= Text shown =

........

# Please explain difference between 2.5l jetta/rabbit/beetle/golf intake mainfolds



## tricktdi (Jun 25, 2011)

Can someone help with some unanswered questions. I have a 08 beetle I need to replaced a cracked manifold on. Dealer said 08 newer 2.5 beetles would work and not 06-07. Also said 05-10 jetta would work and said nothing about rabbit. I would think the dealer would know best, but a few salvage yards contradicted then saying only 07 jetta would work. Neither ever said anything about rabbit. My intake is a 07k 133 201 f. 

Are the changes just subtle or updates? what are the differences? I have seen different years for sale and pictures on the net and really don't see the differences jump out at me. Thank you in advance for the education, and if you know of someone who has one please point me in the right directing. Thank you!


----------



## LampyB (Apr 2, 2007)

hmm this is a good question. i don't have the answer for you, but just for reference the '06-'08 Rabbit's have a different set up than the '09+ models. the manifolds may be the same, but i'm not totally sure.

........

= Provided data =

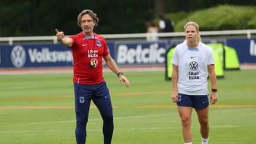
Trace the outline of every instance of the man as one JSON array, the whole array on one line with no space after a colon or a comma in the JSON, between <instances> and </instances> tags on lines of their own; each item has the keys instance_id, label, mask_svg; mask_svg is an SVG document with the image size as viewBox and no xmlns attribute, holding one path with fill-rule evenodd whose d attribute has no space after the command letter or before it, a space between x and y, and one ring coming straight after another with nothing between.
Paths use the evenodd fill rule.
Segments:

........

= Stated task =
For each statement, say yes or no based on the intake manifold thread, and quote the words that decide it.
1. The dealer said 2006–2007 Beetles would work.
2. A few salvage yards said only the 2007 Jetta would work.
3. LampyB says the manifolds are definitely the same on the '06-'08 Rabbit and the '09+ models.
Work only from the intake manifold thread.

= Output =
1. No: "Dealer said 08 newer 2.5 beetles would work and not 06-07."
2. Yes: "a few salvage yards contradicted then saying only 07 jetta would work"
3. No: "the manifolds may be the same, but i'm not totally sure."